**STATED EXERCISE:** Reproduce each line of the material exactly, minus any picture.

INFORMATION SHOWN start

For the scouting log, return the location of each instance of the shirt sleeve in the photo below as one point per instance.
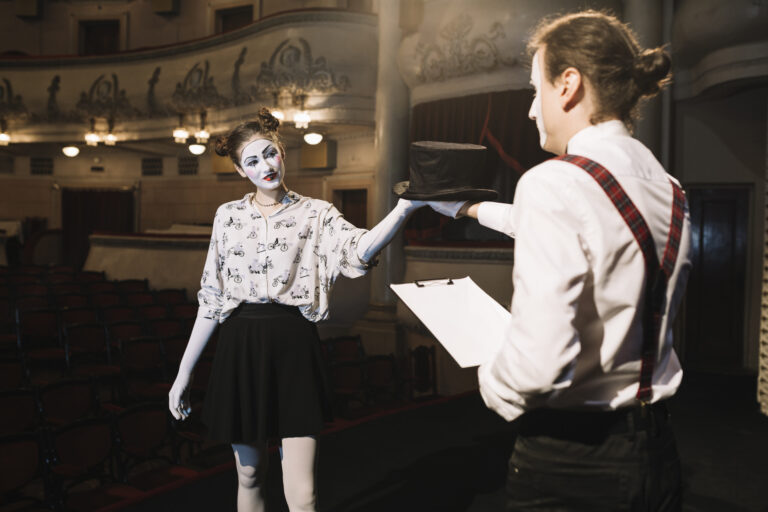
(211, 294)
(538, 354)
(338, 243)
(498, 216)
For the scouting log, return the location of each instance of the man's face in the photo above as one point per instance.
(543, 102)
(260, 162)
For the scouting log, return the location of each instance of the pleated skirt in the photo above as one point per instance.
(267, 379)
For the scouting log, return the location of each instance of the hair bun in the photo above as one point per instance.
(651, 71)
(267, 120)
(220, 146)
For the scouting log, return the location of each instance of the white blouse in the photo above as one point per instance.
(292, 257)
(575, 334)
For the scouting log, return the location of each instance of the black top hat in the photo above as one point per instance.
(444, 171)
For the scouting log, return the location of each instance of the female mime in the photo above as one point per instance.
(273, 258)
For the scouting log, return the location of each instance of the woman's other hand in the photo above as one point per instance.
(178, 398)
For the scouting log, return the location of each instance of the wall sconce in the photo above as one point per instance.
(302, 119)
(196, 149)
(5, 139)
(180, 134)
(70, 151)
(92, 138)
(202, 136)
(275, 110)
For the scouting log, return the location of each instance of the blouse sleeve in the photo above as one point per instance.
(211, 294)
(337, 242)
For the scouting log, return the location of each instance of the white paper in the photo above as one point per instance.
(468, 322)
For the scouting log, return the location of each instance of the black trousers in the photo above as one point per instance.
(622, 460)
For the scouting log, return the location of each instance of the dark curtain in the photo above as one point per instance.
(497, 120)
(84, 211)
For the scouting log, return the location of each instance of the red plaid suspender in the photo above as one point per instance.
(656, 282)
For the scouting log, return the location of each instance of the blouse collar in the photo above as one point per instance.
(611, 128)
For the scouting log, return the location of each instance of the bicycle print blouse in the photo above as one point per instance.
(292, 257)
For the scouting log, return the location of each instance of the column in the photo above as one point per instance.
(391, 146)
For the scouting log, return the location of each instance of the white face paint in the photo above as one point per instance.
(535, 113)
(261, 162)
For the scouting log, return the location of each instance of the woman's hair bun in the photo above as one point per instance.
(268, 122)
(220, 146)
(651, 70)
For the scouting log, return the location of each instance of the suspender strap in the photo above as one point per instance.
(657, 274)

INFORMATION SHOWN end

**REPLY:**
For the scouting log, return the location of each instance of the shirt sleeve in the photo below as one point per instance.
(211, 294)
(538, 354)
(338, 243)
(498, 216)
For the scouting log, return the location of each instance of the man's face in the photo above as one point per instance.
(543, 102)
(260, 162)
For the scouting log, return the location of each instance of the pleated skirt in the photo above as one point per instance.
(267, 379)
For the scouting log, return the location of each instance of the hair bun in the photo above as one point per instance.
(651, 71)
(267, 120)
(220, 146)
For the scouting log, return the location of each instance of the white blouse in the photo above as one point per instance.
(292, 257)
(575, 334)
For the scouting log, return the location of each instance of the black top hat in the photo above as one point per instance.
(444, 171)
For the scouting log, return the location of each instance of the female mime in the photo above as one point per instance.
(273, 258)
For the scouting log, return the location of each instance of the woman's other hand in the photo above as one point per instance.
(178, 398)
For the scouting log, return the location of each instance of the wall sconce in the photo above as one point per instance.
(302, 119)
(196, 149)
(5, 139)
(180, 134)
(70, 151)
(92, 138)
(202, 136)
(275, 110)
For the scouting log, return the location of each instance of the blouse sleeve in the photo above as one point per instance.
(211, 294)
(337, 242)
For the scouting log, return the location of each instance of the white paper in the photo above as one point per instance.
(468, 322)
For the scouting log, return the location of each instance of the black trousers in the photo above as one point per instance.
(622, 460)
For the scouting log, return the location of each instance of the dark curtain in the photo above as one point per instance.
(497, 120)
(84, 211)
For the scouting log, return the location of each instance of the red plaid suspender in the photo above as one point per instance.
(656, 282)
For the scouting log, return the location of each instance of the blouse collar in the photo above as one point per instance.
(611, 128)
For the scouting log, return the location of each instance of the bicycle print blouse in the photo above as one point per instance.
(292, 257)
For the scouting log, return the location of each instance of the column in the photo above as one point per instance.
(391, 146)
For the scouting log, return the location of each instance of the white face paint in the photo above as one point per instance.
(535, 113)
(261, 162)
For the scouting log, return the location of each instance of the woman's hair bun in the photo above as one point per instance.
(268, 122)
(220, 146)
(651, 70)
For the scouting log, return the location of each instance of the suspender strap in the photo above as one point per instance.
(657, 274)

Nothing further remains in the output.